- **USING THE INFORMATION**:
- A) From the piece on teaching torts, return the passage that opens with the words containing "Yesterday, I had" and closes with "mother and father.".
- B) In the piece on teaching torts, what did the 2003 study in the American Journal of Obstetrics and Gynecology find?
- C) Using the piece on teaching torts, explain why the instructor swaps appellate opinions on the syllabus for chapters of Four Trials.

- **TEXT PROVIDED**:
Teaching Torts via John Edwards

Eric Johnson:

I have tried to expand my syllabus beyond the traditional slate of federal and state appellate opinions.

Yesterday, I had a tremendously energetic class based on a case reading that wasn’t a judicial opinion at all.

Our reading was a personal-injury attorney’s first-person narrative of Howard v. Collins & Aikman Corp. (N.C. Super. Ct. 1990), a wrongful death suit brought by a four-year-old boy after an overworked tractor-trailer driver crossed into oncoming traffic, jackknifed his rig, and crawled up on top of the passenger car carrying the boy’s mother and father.

The author, of course, is John Edwards. Before he was a meteorically rising and falling presidential candidate, he was a multi-multi-multi-million-dollar success as a tort lawyer. We have his political ambition to thank for the valuable residue left over in the form of his autobiographical collection of plaintiff-side war stories, Four Trials.

I’m using each one of the four chapters this year to replace an appellate opinion on my syllabus. Each chapter discusses one case, and in so doing, does what a good appellate opinion should for a law-school class: It presents facts, applies law, and serves as a basis for classroom dialog. But these narratives go so much further, exposing the tactical, strategic, and human side of lawyering that lies beyond the sightlines of the appellate bench. The facts are richer, and the real-world context for the legal doctrine is more clear. Best of all, the text is gripping and imminently readable. These stories make marvelous teaching tools, and I urge you to try them. USA Today published an excerpt you can assign without using the book itself. But if you want more than one, the paperback only adds a relatively guilt-free $13 to students’ bookstore bills.

I wonder whether the book or other course material acknowledges Edwards’ routine use of junk science?

John Edwards built his career suing doctors and hospitals, claiming that maternity-ward missteps caused newborns to develop cerebral palsy. The theory that doctor error is a common cause of CP was dubious when Mr. Edwards used it to win his cases, from the 1980s to the mid-1990s, and is universally rejected by experts today.

Like other plaintiff’s lawyers, apparently, Mr. Edwards went shopping for medical theories, conveniently agreeable experts and sympathetic defendants--a process that is easy to deplore. But the real problem with Mr. Edwards’s record as a lawyer lies beneath the specifics of his cases, in the fundamental philosophy that motivated his work.

CP is a lifelong neuromuscular condition that ranges widely in degree. It is a manageable hindrance for some people and an insurmountable barrier to talking, walking and normal learning for others. Mr. Edwards’s clients were on the severe end of the spectrum. He writes in his autobiography, “Four Trials,” of his strong desire to see his clients’ prodigious needs provided for and makes clear that he considers torts a tool of social justice. ...

[But] blockbuster pain-and-suffering awards, including several record-setting verdicts that Mr. Edwards won in his home state of North Carolina, push malpractice premiums up--making it harder for average Americans to afford good medical care and for good doctors to afford to practice.

What is more, attacks on alleged negligence in the maternity ward may actually have hurt the quality of patient care. Many CP lawsuits, including one that Mr. Edwards describes in his book, turned on the theory that doctors could have prevented CP by ordering a cesarian section. Such suits put nonmedical pressure on doctors and hospitals to choose c-sections. In the past 30 years, the proportion of births by c-section has gone up fivefold. But a 2003 study in the American Journal of Obstetrics and Gynecology found that the rate of CP remains constant.

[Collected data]
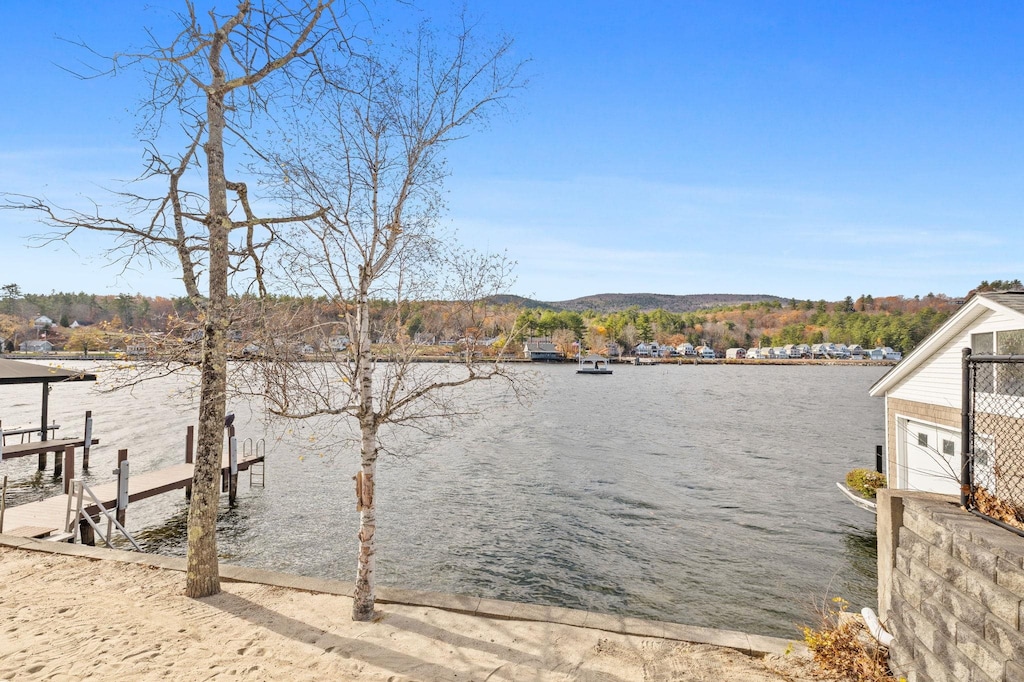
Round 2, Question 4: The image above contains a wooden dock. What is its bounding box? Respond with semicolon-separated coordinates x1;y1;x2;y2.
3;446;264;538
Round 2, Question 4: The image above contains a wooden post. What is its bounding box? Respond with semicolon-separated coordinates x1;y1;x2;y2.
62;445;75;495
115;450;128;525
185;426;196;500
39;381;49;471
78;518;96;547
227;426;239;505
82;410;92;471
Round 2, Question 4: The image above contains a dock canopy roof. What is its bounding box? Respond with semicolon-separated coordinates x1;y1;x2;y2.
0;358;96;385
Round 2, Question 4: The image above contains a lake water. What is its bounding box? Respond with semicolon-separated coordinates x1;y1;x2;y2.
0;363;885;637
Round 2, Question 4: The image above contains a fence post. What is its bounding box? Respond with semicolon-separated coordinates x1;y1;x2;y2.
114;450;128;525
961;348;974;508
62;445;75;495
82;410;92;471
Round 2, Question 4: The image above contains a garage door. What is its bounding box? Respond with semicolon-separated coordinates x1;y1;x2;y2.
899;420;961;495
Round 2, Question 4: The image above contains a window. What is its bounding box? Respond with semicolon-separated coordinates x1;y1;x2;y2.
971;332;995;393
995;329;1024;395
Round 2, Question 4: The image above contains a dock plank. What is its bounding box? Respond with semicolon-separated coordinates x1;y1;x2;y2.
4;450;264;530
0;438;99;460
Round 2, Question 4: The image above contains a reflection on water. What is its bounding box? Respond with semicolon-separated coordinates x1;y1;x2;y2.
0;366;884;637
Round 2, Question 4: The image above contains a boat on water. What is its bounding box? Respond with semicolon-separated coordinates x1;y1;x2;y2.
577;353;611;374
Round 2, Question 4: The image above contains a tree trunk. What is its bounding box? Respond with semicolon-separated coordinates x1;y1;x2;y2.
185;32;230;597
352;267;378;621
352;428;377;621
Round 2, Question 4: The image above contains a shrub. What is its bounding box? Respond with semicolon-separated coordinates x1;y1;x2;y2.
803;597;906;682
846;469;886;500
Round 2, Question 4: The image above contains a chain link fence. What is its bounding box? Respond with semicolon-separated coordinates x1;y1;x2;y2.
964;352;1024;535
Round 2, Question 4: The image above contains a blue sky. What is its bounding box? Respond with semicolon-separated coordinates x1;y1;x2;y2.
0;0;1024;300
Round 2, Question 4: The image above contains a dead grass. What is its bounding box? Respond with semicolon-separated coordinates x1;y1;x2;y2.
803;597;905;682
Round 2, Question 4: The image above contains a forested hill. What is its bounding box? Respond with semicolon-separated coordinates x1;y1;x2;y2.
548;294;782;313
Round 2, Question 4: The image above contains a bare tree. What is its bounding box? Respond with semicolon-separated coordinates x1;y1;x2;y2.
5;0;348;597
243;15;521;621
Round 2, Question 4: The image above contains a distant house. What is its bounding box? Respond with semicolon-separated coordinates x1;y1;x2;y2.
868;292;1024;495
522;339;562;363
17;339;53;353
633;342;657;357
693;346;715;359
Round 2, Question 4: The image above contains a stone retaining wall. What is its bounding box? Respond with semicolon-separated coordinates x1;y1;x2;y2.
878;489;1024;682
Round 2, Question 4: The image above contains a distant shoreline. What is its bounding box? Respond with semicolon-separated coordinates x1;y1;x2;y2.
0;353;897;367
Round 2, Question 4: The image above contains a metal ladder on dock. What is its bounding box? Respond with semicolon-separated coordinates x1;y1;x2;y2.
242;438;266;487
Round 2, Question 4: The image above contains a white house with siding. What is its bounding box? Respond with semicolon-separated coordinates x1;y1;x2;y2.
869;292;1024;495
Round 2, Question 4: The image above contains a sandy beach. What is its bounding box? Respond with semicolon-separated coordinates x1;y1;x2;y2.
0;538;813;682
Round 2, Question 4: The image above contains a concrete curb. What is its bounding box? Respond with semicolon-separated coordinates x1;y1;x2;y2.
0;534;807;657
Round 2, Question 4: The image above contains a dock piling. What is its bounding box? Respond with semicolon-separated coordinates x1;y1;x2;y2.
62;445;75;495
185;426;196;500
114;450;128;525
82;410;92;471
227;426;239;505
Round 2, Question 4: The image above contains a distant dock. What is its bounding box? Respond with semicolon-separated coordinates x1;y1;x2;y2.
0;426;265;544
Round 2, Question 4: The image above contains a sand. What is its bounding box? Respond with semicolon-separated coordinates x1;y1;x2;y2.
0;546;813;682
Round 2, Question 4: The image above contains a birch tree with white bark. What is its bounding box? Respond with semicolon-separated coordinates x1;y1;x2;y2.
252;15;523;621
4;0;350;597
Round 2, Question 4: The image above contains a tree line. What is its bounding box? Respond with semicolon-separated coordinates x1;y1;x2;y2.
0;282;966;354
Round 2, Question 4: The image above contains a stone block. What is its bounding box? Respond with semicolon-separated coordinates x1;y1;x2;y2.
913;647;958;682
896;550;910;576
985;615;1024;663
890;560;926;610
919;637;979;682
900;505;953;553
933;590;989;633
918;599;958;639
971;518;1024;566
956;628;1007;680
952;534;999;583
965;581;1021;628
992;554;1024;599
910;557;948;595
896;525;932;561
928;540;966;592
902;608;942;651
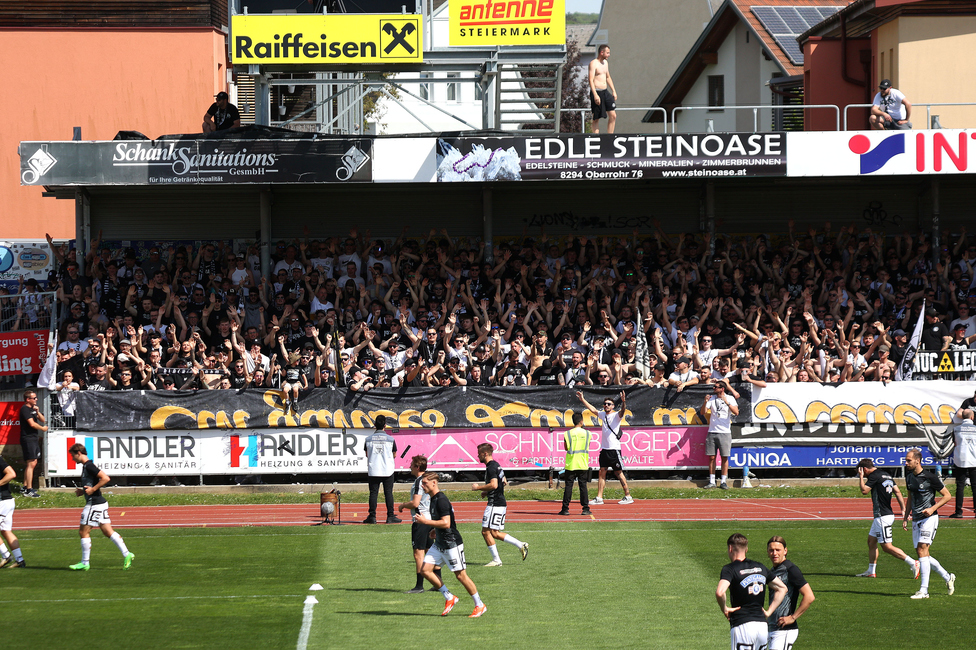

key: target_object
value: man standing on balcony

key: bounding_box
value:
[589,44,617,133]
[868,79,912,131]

- **WRITTEN RESPONSES**:
- A)
Yesterday, I had a tremendously energetic class based on a case reading that wasn’t a judicial opinion at all.

Our reading was a personal-injury attorney’s first-person narrative of Howard v. Collins & Aikman Corp. (N.C. Super. Ct. 1990), a wrongful death suit brought by a four-year-old boy after an overworked tractor-trailer driver crossed into oncoming traffic, jackknifed his rig, and crawled up on top of the passenger car carrying the boy’s mother and father.

- B) It found that the rate of CP remains constant.

- C) Each chapter does what a good appellate opinion should for a law-school class: it presents facts, applies law, and supports classroom dialog. The chapters also go further by showing the tactical, strategic, and human side of lawyering, with richer facts, clearer real-world context, and gripping, readable text.